Request: Render the lines of the records below as a JSON list of strings, one string per line and blank lines omitted, starting at the line containing "Drop one point on every instance of the white" and continuing through the end of the records.

Entries provided:

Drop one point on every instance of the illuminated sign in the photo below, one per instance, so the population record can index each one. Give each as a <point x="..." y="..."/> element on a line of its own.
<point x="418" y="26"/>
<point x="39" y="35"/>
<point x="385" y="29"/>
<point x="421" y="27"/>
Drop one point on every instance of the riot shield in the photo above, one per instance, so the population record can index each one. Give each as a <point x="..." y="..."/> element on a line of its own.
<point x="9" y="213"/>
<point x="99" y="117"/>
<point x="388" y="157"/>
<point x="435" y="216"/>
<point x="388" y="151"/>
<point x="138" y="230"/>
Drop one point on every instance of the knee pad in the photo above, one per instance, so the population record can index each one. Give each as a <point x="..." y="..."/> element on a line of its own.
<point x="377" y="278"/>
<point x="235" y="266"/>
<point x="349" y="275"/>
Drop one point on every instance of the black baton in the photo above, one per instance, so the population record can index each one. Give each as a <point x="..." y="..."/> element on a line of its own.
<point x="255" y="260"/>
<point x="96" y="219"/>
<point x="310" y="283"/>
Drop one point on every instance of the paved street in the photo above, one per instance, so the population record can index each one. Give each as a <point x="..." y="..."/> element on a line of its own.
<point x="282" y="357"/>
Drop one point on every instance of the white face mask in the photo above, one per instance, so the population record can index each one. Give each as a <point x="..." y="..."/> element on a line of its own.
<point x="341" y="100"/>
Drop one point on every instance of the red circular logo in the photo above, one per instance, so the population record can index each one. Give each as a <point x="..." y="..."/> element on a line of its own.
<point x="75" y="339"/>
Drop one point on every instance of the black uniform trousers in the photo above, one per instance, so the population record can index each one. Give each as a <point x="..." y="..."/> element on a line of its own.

Right answer:
[
  "Drop one point on every instance of the white face mask in the photo above, one per instance, so the population record can index each one. Give each as a <point x=\"...\" y=\"...\"/> element on a line of its own.",
  "<point x=\"341\" y=\"100\"/>",
  "Drop one point on every instance of the red circular logo in the photo above, one per instance, so the population record can index each one. Give each as a <point x=\"...\" y=\"...\"/> element on a line of its own.",
  "<point x=\"75\" y=\"339\"/>",
  "Drop one point on every instance of the black uniform trousers in the photo above, one per instance, so the population record can index each one. Give each as a <point x=\"...\" y=\"...\"/> element on a line of its own."
]